_EXERCISE DESCRIPTION_
Replace each "rough mask" with "coarse mask" in the rows below and give all of them back with nothing else changed.

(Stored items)

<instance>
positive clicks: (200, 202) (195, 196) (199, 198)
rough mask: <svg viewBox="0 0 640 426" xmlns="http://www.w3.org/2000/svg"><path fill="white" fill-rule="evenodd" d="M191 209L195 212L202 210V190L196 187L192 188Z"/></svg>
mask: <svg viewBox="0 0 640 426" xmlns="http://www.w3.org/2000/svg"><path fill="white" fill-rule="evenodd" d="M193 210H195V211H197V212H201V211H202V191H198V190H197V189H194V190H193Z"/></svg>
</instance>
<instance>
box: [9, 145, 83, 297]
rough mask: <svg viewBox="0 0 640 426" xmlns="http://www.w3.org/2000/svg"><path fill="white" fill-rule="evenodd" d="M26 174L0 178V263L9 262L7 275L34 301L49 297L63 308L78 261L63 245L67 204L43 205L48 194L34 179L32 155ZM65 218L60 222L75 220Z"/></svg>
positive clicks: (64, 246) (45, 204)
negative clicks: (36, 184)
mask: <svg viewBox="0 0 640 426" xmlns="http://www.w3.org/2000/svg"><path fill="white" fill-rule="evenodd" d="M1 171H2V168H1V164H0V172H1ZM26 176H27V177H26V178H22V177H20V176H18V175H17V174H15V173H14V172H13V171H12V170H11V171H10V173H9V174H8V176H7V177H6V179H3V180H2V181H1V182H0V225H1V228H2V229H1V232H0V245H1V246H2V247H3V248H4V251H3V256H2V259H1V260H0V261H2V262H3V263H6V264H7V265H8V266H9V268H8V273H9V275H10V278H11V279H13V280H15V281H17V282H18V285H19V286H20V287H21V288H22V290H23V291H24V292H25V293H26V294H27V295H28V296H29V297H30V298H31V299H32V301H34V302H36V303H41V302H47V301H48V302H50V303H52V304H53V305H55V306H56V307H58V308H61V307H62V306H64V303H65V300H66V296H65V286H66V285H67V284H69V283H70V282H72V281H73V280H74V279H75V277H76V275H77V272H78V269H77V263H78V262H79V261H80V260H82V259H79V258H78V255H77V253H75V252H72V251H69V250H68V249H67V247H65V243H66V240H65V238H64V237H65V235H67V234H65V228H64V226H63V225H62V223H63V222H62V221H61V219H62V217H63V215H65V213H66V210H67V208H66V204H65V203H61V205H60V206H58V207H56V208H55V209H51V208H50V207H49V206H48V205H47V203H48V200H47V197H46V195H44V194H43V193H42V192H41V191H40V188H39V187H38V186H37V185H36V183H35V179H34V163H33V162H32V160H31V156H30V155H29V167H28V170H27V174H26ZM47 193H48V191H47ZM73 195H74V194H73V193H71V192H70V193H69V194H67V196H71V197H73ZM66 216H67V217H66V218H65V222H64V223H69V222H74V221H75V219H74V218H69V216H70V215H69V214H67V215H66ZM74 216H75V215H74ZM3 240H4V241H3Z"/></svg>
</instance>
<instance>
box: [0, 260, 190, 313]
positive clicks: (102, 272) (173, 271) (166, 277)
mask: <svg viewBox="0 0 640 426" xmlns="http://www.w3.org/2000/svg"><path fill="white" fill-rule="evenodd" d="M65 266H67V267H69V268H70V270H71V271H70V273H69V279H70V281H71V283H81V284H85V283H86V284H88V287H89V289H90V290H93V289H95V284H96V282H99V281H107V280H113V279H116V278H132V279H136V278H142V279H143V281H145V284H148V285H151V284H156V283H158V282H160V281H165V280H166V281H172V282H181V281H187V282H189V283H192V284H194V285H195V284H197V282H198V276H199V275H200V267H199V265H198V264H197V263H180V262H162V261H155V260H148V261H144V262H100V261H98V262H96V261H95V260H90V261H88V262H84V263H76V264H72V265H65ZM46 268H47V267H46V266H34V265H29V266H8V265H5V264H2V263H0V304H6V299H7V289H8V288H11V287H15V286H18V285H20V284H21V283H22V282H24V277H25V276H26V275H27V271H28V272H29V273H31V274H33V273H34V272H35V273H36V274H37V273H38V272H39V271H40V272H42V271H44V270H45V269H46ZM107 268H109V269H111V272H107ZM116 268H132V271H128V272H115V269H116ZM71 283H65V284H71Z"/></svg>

_WRITTEN ANSWER_
<instance>
positive clicks: (200, 202) (195, 196) (199, 198)
coarse mask: <svg viewBox="0 0 640 426" xmlns="http://www.w3.org/2000/svg"><path fill="white" fill-rule="evenodd" d="M191 209L195 212L202 210V190L196 187L192 188Z"/></svg>
mask: <svg viewBox="0 0 640 426" xmlns="http://www.w3.org/2000/svg"><path fill="white" fill-rule="evenodd" d="M193 210H195V211H197V212H201V211H202V191H198V190H197V189H194V190H193Z"/></svg>
</instance>
<instance>
box: [9, 145, 83, 297]
coarse mask: <svg viewBox="0 0 640 426" xmlns="http://www.w3.org/2000/svg"><path fill="white" fill-rule="evenodd" d="M26 174L0 178V263L9 262L7 275L34 301L49 297L63 308L78 261L63 245L67 204L43 205L48 194L34 179L32 155ZM65 218L60 222L75 220Z"/></svg>
positive clicks: (64, 246) (45, 204)
negative clicks: (36, 184)
mask: <svg viewBox="0 0 640 426" xmlns="http://www.w3.org/2000/svg"><path fill="white" fill-rule="evenodd" d="M1 171H2V168H1V164H0V172H1ZM26 176H27V177H26V178H22V177H20V176H18V175H17V174H15V173H14V172H13V171H12V170H11V171H10V173H9V174H8V176H7V177H6V179H3V180H2V181H1V182H0V225H1V228H2V229H1V232H0V245H1V246H2V247H3V248H4V251H3V256H2V259H1V260H0V261H2V262H3V263H6V264H7V265H8V266H9V268H8V273H9V275H10V278H11V279H13V280H15V281H17V282H18V285H19V286H20V287H21V288H22V290H23V291H24V292H25V293H26V294H27V295H28V296H29V297H30V298H31V299H32V301H34V302H36V303H41V302H47V301H48V302H50V303H52V304H53V305H55V306H56V307H58V308H61V307H62V306H64V303H65V300H66V296H65V286H66V285H67V284H69V283H70V282H72V281H73V280H74V279H75V277H76V275H77V272H78V269H77V263H78V262H79V261H80V260H82V259H79V258H78V255H77V253H75V252H72V251H69V250H68V249H67V247H65V243H66V240H65V238H64V237H65V235H67V234H65V228H64V226H63V225H62V223H63V222H62V221H61V219H62V217H63V215H65V213H66V210H67V208H66V204H65V203H61V205H60V206H58V207H56V208H55V209H51V208H50V207H49V206H48V205H47V203H48V200H47V197H46V195H44V194H43V193H42V192H41V191H40V188H39V187H38V186H37V185H36V183H35V179H34V163H33V162H32V160H31V156H30V155H29V167H28V170H27V174H26ZM47 193H48V191H47ZM73 195H74V194H73V193H71V192H70V193H69V194H67V196H71V197H73ZM66 216H67V217H66V218H65V222H64V223H69V222H74V221H75V219H74V218H69V216H70V215H69V214H67V215H66ZM74 216H75V215H74ZM3 240H4V241H3Z"/></svg>
</instance>
<instance>
box: [0, 260, 190, 313]
positive clicks: (102, 272) (173, 271) (166, 277)
mask: <svg viewBox="0 0 640 426" xmlns="http://www.w3.org/2000/svg"><path fill="white" fill-rule="evenodd" d="M65 266H67V267H69V268H70V270H71V271H70V273H69V279H70V281H71V283H81V284H85V283H86V284H88V287H89V289H90V290H93V289H95V284H96V282H99V281H107V280H113V279H116V278H132V279H136V278H142V279H143V281H145V284H148V285H151V284H156V283H158V282H160V281H165V280H166V281H172V282H181V281H187V282H189V283H192V284H194V285H195V284H197V282H198V276H199V275H200V267H199V265H198V264H197V263H180V262H162V261H155V260H148V261H144V262H100V261H98V262H96V261H95V260H90V261H88V262H84V263H76V264H72V265H65ZM46 268H47V267H46V266H34V265H29V266H8V265H5V264H2V263H0V304H6V299H7V289H8V288H11V287H15V286H18V285H20V284H21V283H22V282H24V277H25V276H26V275H27V271H28V272H29V273H31V274H33V273H34V272H35V273H36V274H37V273H38V272H39V271H40V272H42V271H44V270H45V269H46ZM107 268H109V269H111V272H107ZM116 268H132V271H128V272H115V269H116ZM71 283H65V284H71Z"/></svg>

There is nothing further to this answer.